[Excerpts of pointing data]
☆ ☆ ☆ ☆

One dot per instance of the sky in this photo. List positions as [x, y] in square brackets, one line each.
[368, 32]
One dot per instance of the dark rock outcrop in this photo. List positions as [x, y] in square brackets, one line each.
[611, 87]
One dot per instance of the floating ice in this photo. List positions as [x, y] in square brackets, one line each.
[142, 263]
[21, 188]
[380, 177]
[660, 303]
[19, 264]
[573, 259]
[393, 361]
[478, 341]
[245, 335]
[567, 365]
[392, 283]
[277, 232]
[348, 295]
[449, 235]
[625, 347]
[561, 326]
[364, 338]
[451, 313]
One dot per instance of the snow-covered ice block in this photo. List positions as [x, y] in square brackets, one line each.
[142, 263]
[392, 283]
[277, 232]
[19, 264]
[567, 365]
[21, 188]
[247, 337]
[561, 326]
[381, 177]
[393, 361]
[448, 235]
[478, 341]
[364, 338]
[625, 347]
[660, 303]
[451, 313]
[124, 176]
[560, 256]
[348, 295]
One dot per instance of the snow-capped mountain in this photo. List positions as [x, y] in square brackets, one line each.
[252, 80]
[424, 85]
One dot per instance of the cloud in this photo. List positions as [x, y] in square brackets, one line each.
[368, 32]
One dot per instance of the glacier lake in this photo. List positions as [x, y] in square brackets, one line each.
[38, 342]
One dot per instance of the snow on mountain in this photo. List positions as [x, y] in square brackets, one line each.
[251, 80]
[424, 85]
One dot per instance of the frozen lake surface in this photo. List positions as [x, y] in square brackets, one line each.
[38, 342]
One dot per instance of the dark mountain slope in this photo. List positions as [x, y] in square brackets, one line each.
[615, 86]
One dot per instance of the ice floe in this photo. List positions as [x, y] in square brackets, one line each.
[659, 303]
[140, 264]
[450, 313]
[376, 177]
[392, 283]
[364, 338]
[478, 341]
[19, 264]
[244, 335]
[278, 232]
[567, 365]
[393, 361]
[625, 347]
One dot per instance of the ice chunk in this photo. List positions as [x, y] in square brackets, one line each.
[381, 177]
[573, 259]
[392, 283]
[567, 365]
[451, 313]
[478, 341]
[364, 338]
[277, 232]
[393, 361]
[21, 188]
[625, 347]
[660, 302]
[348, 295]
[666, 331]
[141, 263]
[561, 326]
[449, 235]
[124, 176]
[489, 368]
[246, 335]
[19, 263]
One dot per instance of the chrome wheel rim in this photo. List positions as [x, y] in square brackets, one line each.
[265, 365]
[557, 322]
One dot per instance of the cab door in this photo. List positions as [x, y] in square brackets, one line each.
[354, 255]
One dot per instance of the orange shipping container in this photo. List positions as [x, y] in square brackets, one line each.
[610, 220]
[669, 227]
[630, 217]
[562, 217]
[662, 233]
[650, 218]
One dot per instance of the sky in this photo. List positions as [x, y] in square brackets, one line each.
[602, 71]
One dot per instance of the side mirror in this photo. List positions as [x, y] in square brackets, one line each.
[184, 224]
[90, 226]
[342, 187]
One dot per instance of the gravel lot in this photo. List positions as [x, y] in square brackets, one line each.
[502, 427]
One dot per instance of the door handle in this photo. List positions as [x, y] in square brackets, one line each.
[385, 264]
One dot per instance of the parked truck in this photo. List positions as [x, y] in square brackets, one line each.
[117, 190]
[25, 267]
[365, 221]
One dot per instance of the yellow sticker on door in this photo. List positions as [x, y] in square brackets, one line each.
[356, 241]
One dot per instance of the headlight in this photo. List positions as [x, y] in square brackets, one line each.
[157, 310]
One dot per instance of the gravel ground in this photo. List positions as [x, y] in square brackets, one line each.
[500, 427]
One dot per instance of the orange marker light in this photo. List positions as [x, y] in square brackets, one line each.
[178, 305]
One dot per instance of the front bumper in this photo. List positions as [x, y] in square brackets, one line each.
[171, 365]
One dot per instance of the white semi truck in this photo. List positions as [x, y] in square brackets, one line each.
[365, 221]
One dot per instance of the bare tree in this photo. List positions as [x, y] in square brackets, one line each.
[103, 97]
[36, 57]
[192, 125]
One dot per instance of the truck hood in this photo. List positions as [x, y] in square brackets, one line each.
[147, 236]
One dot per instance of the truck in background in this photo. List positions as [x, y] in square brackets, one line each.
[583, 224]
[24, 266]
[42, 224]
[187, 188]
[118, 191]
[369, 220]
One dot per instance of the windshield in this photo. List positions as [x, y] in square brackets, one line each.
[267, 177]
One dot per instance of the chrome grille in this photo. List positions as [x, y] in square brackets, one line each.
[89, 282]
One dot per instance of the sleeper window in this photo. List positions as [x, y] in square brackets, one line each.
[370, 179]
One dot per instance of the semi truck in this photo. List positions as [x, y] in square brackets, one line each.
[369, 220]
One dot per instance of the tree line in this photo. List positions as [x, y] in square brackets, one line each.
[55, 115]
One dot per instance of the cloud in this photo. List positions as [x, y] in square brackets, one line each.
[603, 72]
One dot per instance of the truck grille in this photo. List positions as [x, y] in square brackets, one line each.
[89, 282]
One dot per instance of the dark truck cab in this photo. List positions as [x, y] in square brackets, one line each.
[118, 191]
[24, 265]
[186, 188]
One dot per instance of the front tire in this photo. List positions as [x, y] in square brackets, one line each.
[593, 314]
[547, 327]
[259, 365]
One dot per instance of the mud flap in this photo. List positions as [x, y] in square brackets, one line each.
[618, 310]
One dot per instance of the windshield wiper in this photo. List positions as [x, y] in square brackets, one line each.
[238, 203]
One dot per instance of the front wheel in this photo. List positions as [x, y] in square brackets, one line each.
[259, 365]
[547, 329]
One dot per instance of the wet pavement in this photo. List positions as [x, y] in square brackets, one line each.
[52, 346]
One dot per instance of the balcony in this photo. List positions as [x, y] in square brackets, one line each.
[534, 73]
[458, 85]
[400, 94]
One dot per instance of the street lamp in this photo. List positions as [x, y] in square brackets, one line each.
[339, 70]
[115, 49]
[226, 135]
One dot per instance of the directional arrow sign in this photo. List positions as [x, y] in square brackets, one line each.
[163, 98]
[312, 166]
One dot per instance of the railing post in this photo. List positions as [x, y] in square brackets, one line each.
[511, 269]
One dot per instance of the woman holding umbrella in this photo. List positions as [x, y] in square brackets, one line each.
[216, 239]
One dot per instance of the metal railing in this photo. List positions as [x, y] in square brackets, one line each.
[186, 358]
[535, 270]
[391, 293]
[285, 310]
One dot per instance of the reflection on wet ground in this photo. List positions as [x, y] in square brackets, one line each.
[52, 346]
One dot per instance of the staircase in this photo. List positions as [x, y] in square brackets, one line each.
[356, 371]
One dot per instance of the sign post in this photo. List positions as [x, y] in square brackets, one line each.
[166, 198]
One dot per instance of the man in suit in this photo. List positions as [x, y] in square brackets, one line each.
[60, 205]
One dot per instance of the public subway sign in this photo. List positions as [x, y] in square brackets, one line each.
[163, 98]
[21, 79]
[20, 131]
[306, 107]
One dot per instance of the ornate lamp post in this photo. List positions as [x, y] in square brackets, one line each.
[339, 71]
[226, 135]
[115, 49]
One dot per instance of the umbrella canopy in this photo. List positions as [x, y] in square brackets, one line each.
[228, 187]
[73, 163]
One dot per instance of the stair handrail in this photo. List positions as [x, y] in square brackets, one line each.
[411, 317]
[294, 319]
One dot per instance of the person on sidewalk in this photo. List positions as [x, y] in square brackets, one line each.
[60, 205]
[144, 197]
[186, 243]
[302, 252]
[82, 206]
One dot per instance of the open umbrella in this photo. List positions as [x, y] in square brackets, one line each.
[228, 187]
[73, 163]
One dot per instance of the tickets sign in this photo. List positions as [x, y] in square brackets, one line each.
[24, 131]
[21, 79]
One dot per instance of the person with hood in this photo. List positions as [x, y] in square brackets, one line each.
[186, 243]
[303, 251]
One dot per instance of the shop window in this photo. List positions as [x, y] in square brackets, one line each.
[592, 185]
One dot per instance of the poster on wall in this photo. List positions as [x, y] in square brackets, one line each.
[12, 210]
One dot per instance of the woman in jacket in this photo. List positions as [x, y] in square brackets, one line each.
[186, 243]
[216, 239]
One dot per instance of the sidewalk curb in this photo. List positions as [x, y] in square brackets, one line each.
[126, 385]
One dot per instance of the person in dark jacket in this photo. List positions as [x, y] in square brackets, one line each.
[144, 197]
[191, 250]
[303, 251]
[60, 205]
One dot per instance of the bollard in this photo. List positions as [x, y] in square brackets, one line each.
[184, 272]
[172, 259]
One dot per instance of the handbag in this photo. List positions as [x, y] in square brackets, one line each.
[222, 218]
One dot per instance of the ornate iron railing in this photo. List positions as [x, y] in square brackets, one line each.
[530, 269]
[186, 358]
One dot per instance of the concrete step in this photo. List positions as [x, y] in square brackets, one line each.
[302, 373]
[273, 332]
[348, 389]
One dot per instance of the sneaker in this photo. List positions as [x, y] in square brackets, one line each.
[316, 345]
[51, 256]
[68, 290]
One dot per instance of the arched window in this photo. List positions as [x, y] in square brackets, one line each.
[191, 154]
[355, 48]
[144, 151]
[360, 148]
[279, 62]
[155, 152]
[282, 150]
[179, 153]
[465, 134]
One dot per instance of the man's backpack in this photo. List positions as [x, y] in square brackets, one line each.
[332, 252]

☆ ☆ ☆ ☆

• YOUR INSTRUCTIONS:
From the line containing "One dot per instance of the sidewalk" through the closing line of the material above, return every line exactly and omit all others.

• COMPLETE OUTPUT:
One dot per instance of the sidewalk curb in this photo. List positions as [x, y] in square brackets, one line each.
[126, 385]
One dot per instance of the person in dark jacket in this photo. List positions as [x, y] in square brackets, one line each.
[144, 197]
[191, 250]
[303, 251]
[60, 205]
One dot per instance of the bollard in this photo. List positions as [x, y] in square brackets, one line each.
[184, 272]
[172, 259]
One dot per instance of the handbag in this photo. List positions as [x, y] in square brackets, one line each.
[222, 218]
One dot per instance of the ornate iron railing in this photo. List positions as [x, y] in square brackets, one line each.
[530, 269]
[186, 358]
One dot per instance of the concrete step in this photo. List positions as [x, y] in square brackets, one line each.
[302, 373]
[273, 332]
[348, 389]
One dot per instance of the sneaker in this photo. List positions as [x, y] in square brackets, one line each.
[316, 345]
[51, 256]
[68, 290]
One dot per instance of the arched window in this photo. List positions as [x, y] in square brackets, one line each.
[191, 154]
[355, 48]
[144, 151]
[360, 148]
[279, 62]
[155, 152]
[282, 150]
[179, 153]
[465, 134]
One dot per instance of the man's backpack in this photo. List positions as [x, y] in square brackets, one line each.
[332, 252]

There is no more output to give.